SET EXERCISE 1: Pull out every line of the records that contains the string "dark", and treat uppercase and lowercase as different.

┄┄┄┄┄┄

Re: Recursive Descent vs. LALR

Chris F Clark <cfc@shell01.TheWorld.com>
2 Jul 2003 00:45:05 -0400

          From comp.compilers

Related articles
Recursive Descent vs. LALR JohnMResler@netscape.net (John Resler) (2003-06-20)
Re: Recursive Descent vs. LALR bear@sonic.net (2003-06-25)
Re: Recursive Descent vs. LALR cfc@shell01.TheWorld.com (Chris F Clark) (2003-07-02)
Re: Recursive Descent vs. LALR kamalpr@yahoo.com (2003-07-03)
Re: Recursive Descent vs. LALR John.M.Resler@Boeing.com (Boeing) (2003-07-04)
Re: Recursive Descent vs. LALR bear@sonic.net (2003-07-04)
| List of all articles for this month |
From: Chris F Clark <cfc@shell01.TheWorld.com>
Newsgroups: comp.compilers
Date: 2 Jul 2003 00:45:05 -0400
Organization: The World Public Access UNIX, Brookline, MA
References: 03-06-093 03-06-117
Keywords: parse
Posted-Date: 02 Jul 2003 00:45:04 EDT

Note, this question has been asked before, and I've answered it before
(as well as have others). In some ways, I'm a little surpised it
isn't in the FAQ, but I guess it isn't asked that frequently, only
about once per year or two. Here is more than you wanted to know.


There is a hiearchy of languages, and a separate hierarchy of
grammars. The difference (which is important) is that when we say a
(set of) language(s) is in a certain class, we mean there exists a
grammar that parses that lanugage which is in the appropriate grammar
class. However, we may not know what the grammar is, and more
importantly there may be no mechanical way of finding that grammar.


Thus, just because a certain language is LR, does not mean that a
grammar one might have for that language is LR. In fact, "you" might
never be able to find an LR grammar for the language.


In addition, to the classes listed in this hierarchy, there are many
other grammar/language classes (in fact, infinitely many).


1) Regular (type 3) languages


      These are things one can express with just a regular expression.


      Also, text one can parse with a FSA (finite state automata) FSM
      (... machine), two words for the same thing, with no auxilary
      storage. It does not matter what the FSA is determinitic or
      non-deterministic, both can parse exact the same languages.


      Equivalently, text one can parse with a "linear" grammar. A linear
      grammar has only 1 type of recursion, either left or right, but not
      both in the same grammar and no recursion which is "central"
      recursion--what one does to express parenthesis.


      Note, given any one of the above representations of a type 3
      language, it is possible to apply a mechanical algorithm that
      produces any of the other forms.

┄┄┄┄┄┄

SET EXERCISE 2: Reproduce everything in the newsgroup post above, from "recursion--what one does" down to "the other forms.", without changing a character.

PROVIDED ENTRIES:
┄┄┄┄┄┄

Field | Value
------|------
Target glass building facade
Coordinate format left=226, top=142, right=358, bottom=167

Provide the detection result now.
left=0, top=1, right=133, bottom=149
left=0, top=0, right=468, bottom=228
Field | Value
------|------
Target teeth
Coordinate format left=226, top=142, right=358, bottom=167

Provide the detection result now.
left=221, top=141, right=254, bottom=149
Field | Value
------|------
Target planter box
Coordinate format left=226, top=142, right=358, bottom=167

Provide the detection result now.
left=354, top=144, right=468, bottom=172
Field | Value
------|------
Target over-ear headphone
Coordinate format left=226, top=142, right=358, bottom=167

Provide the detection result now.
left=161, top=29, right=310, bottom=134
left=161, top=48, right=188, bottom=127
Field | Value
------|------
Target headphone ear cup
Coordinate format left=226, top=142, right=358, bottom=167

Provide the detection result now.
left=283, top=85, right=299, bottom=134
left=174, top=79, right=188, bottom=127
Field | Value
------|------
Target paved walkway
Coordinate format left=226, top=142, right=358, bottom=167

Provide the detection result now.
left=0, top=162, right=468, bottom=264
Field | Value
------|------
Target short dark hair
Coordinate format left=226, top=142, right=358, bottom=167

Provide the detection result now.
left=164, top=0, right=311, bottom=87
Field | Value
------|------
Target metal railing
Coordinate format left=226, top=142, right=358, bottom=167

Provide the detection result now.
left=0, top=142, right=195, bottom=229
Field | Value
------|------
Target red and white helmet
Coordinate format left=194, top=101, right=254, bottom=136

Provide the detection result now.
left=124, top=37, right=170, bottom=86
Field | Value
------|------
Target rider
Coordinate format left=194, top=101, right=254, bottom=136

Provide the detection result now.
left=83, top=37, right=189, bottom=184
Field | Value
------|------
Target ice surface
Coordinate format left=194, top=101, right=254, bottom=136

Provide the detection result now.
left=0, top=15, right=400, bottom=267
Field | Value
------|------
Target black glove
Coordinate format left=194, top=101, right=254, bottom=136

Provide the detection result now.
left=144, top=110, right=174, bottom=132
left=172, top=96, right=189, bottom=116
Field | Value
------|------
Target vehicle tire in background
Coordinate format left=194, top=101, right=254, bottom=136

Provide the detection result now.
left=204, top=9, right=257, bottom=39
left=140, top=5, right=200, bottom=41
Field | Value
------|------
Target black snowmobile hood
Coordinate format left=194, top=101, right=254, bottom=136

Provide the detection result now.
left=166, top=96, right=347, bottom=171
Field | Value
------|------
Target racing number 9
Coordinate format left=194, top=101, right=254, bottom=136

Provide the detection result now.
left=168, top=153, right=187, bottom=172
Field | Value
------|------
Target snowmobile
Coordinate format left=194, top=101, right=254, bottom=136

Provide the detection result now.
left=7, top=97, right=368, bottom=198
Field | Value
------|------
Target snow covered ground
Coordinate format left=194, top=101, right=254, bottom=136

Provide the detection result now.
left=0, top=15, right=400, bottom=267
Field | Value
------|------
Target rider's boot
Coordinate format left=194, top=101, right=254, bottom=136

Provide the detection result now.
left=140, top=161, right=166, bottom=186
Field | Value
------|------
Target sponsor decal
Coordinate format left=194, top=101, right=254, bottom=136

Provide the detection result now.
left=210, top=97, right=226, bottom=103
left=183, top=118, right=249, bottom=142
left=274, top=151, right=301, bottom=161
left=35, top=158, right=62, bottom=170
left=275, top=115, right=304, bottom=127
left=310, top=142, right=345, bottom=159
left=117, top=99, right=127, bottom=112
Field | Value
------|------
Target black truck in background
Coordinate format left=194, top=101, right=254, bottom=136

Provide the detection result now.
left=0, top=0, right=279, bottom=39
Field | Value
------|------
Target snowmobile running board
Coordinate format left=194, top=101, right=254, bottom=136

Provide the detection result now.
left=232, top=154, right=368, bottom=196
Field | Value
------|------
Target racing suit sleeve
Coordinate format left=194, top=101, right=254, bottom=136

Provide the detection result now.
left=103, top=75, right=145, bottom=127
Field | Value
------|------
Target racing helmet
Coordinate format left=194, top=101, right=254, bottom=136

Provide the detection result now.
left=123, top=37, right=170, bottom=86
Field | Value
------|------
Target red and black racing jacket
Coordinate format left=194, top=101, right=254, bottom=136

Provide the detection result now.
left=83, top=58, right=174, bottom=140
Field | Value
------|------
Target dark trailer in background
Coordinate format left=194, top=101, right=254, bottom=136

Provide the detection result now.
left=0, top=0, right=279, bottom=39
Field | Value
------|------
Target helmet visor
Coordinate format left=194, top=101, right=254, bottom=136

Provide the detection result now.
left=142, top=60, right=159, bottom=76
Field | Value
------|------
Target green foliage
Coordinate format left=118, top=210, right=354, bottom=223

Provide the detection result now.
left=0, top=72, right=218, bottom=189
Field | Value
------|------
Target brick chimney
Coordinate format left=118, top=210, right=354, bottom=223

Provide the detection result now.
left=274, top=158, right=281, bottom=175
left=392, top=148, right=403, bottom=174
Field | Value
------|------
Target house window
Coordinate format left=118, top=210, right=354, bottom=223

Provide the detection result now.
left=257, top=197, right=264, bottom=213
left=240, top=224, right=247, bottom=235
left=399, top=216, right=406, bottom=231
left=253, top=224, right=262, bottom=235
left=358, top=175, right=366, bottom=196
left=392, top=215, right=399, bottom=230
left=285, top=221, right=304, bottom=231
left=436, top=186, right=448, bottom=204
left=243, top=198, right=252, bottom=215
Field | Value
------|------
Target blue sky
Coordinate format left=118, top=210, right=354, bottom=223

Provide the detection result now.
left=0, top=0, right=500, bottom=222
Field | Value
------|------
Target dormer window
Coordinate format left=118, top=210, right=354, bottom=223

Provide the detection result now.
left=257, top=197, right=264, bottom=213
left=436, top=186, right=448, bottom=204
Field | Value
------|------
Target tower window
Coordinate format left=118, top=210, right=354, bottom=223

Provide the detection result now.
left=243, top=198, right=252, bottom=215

┄┄┄┄┄┄

CORRECT RESPONSE 1:
Target short dark hair
Target dark trailer in background

CORRECT RESPONSE 2:
recursion--what one does to express parenthesis.


      Note, given any one of the above representations of a type 3
      language, it is possible to apply a mechanical algorithm that
      produces any of the other forms.